(Goal) Turn the rows into a numbered list, starting at the line with "of the rocky" and continuing through the last line of the rows, both included, and leaving out any blank lines.
>> BEGIN Supplied material
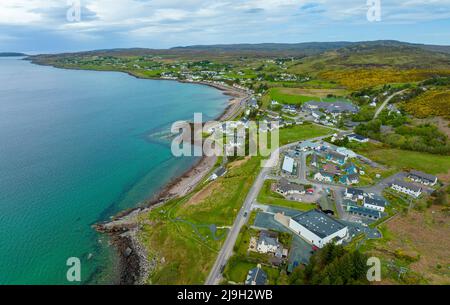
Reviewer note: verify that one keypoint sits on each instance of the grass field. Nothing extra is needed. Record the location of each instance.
(302, 132)
(177, 235)
(361, 78)
(430, 103)
(298, 96)
(418, 242)
(267, 196)
(403, 159)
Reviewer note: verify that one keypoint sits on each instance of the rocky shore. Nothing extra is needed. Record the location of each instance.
(123, 229)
>> END Supplied material
(Output of the exercise)
1. Reviewer note: verify that one keypoint sits on each instance of the rocky shore. Nothing extra is needed. Record the location of each instance.
2. (123, 229)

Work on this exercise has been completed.